**PAGE:**
Back to the mechanical one:
I never thought about Home Depot, good idea!
I repair printers so I went begging from the R+D people for info and lucked out on two belts.( I didn’t locate the thin one though, just used a thicker one.)

To cut to the quick:
I don't understand what you are doing with the motor connectors but I would put them back to their original places. I don’t even recall if it had wires.
I personally think the contacts that the cams on the output pulley are either dirty, blocked, bent or something else. I think that they are an issue also because there is usually a lot of dirt and grease in the area and it was also where things were moved around installing the pulleys. Mine did this too so I took it completely apart and cleaned everything up as below. Over time the grease gets everywhere and causes a lot of problems.


If you’re not enjoying repairing this then it may not be worth the effort. I did it out of some demented kind of fun to see what I could do with it. I also got a piece of $%#@ for $35.

Please note: This is a meager attempt to make a sort of repair guide for the mirror. I don’t know what’s redundant or not for you, so please don’t be insulted if I’m being too basic. It’s just the process of troubleshooting. Try not to skip steps because we need to eliminate things as we go. If something is missed then it can cause complications and frustration later especially with this little $%@#.

These things seem to have a mind of their own when everything isn't perfect.

Note: The input connector when looking at the mirror upside down with the mirror side facing you is [ POS - GRD - Reverse( Over ride). ] For reference, the pos lead goes to the switch. I put a piece of shrink tubing over the GND post and connected the ground wire to a screw on the metal plate instead of at the connector. I attached a small alligator to the positive post making sure it wouldn’t short to the ground post.

**SUPPLIED RECORDS:**
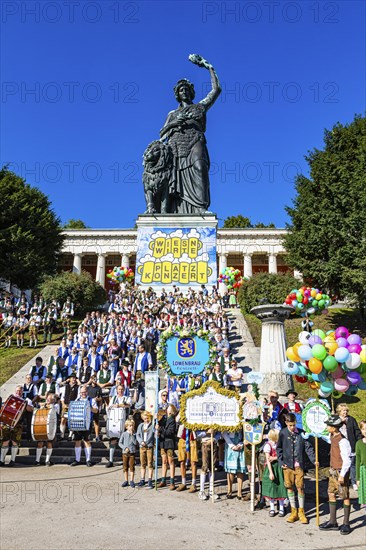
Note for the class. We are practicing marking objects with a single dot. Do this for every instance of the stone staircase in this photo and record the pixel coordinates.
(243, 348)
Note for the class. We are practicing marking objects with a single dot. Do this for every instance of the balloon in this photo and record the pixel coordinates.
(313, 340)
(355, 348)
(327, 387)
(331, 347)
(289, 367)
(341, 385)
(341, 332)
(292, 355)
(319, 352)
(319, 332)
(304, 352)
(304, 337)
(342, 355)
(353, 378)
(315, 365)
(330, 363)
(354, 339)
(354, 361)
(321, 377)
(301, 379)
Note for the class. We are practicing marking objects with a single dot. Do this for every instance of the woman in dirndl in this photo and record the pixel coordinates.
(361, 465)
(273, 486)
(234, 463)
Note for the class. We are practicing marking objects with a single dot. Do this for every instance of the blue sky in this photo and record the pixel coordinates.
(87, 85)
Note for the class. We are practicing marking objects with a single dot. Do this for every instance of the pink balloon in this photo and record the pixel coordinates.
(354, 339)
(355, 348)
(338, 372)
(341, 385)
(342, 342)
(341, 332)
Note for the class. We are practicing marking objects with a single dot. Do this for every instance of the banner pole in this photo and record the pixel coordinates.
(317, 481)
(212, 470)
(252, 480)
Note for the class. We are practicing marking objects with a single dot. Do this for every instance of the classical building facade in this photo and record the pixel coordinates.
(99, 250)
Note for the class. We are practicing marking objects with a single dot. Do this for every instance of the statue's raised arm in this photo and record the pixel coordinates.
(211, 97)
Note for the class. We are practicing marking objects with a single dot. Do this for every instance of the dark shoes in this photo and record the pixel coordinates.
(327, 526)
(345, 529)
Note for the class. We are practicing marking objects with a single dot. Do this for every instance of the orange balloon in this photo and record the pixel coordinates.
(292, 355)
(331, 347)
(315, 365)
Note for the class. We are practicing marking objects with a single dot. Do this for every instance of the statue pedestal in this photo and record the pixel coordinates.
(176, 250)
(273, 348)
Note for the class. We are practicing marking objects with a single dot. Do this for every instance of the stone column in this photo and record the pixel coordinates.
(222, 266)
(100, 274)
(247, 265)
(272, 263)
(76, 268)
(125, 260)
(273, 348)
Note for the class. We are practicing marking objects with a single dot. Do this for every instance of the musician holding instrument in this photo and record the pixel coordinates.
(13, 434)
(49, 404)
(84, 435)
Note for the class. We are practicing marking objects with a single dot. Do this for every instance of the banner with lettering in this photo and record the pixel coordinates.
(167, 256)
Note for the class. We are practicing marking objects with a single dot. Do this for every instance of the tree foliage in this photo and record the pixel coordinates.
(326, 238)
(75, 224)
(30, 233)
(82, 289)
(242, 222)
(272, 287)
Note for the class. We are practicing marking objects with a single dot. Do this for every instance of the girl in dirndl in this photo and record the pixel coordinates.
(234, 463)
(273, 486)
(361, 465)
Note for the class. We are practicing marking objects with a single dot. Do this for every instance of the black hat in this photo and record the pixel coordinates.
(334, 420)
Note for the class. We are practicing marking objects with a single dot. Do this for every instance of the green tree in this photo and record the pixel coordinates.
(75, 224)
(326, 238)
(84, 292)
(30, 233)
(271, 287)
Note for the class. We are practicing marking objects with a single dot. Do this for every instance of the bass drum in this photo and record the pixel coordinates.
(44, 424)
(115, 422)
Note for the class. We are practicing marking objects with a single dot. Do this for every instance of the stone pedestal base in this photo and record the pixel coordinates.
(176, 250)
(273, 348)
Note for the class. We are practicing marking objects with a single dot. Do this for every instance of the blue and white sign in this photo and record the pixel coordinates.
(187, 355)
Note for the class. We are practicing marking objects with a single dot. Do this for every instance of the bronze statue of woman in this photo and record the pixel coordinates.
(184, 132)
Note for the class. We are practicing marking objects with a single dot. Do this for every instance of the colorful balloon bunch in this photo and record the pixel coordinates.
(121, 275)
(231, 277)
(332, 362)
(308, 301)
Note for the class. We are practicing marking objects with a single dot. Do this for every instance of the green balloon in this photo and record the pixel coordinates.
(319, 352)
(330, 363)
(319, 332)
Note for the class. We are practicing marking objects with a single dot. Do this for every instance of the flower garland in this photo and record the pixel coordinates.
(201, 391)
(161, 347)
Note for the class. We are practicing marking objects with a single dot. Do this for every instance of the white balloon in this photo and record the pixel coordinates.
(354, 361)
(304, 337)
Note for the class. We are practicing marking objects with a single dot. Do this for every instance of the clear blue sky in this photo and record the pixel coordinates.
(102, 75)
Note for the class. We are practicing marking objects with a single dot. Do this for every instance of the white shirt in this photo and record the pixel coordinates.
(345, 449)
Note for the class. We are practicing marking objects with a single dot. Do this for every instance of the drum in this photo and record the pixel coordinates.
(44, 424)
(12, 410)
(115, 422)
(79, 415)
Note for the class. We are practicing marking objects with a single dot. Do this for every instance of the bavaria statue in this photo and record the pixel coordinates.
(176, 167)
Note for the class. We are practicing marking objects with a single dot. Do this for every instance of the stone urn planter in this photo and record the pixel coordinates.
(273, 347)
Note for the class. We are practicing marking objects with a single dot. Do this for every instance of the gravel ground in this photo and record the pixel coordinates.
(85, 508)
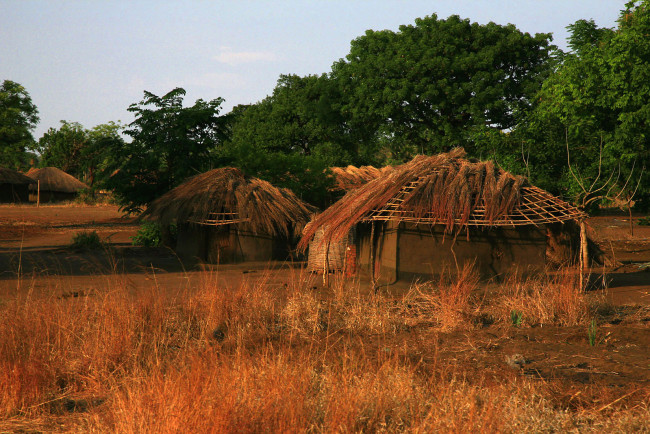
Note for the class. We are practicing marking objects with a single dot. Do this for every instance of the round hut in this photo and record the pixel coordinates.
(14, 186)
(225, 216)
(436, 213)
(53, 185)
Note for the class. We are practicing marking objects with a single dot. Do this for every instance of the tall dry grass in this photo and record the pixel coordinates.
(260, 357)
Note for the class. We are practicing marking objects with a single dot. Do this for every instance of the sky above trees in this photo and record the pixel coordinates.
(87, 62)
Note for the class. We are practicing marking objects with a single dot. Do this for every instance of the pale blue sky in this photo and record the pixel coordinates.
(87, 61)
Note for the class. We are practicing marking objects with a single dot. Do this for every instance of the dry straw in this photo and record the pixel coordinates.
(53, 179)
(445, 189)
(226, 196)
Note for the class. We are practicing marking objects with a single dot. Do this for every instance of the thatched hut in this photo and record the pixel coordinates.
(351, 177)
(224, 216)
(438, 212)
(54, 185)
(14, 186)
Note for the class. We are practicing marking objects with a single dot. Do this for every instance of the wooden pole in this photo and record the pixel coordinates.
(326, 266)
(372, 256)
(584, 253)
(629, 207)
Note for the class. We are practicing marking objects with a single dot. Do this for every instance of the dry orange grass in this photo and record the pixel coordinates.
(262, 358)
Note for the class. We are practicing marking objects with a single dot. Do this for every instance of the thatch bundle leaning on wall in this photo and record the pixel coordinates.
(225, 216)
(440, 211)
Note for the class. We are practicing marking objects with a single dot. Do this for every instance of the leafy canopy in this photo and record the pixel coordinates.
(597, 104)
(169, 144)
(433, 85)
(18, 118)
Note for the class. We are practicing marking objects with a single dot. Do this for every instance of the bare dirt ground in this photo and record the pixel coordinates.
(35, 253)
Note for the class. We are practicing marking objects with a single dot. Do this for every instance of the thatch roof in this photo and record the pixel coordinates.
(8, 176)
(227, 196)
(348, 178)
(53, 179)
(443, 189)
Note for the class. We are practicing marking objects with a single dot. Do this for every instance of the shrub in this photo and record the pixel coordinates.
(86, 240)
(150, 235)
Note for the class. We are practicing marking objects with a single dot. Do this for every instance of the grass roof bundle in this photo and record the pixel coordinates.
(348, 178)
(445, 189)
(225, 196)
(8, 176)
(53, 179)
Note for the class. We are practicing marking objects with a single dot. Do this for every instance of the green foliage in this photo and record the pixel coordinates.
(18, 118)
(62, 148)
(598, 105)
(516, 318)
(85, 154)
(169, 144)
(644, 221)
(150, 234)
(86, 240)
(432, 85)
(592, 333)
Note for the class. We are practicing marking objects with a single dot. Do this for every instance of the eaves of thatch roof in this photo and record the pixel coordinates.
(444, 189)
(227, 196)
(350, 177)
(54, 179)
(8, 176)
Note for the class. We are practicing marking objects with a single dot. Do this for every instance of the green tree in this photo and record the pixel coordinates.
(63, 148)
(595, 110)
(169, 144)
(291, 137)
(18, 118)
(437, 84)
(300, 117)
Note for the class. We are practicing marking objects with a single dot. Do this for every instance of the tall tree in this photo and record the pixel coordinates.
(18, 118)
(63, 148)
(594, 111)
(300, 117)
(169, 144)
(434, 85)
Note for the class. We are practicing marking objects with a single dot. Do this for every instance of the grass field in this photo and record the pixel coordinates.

**TASKS TO PERFORM:**
**1.** From the mirror repair post above, write out the passage starting at "Back to the mechanical" and ending at "lot of problems.".
**2.** In the order the mirror repair post gives them, list the positions of the input connector.

**ANSWERS GIVEN:**
**1.**
Back to the mechanical one:
I never thought about Home Depot, good idea!
I repair printers so I went begging from the R+D people for info and lucked out on two belts.( I didn’t locate the thin one though, just used a thicker one.)

To cut to the quick:
I don't understand what you are doing with the motor connectors but I would put them back to their original places. I don’t even recall if it had wires.
I personally think the contacts that the cams on the output pulley are either dirty, blocked, bent or something else. I think that they are an issue also because there is usually a lot of dirt and grease in the area and it was also where things were moved around installing the pulleys. Mine did this too so I took it completely apart and cleaned everything up as below. Over time the grease gets everywhere and causes a lot of problems.

**2.** POS, GRD, Reverse (Over ride)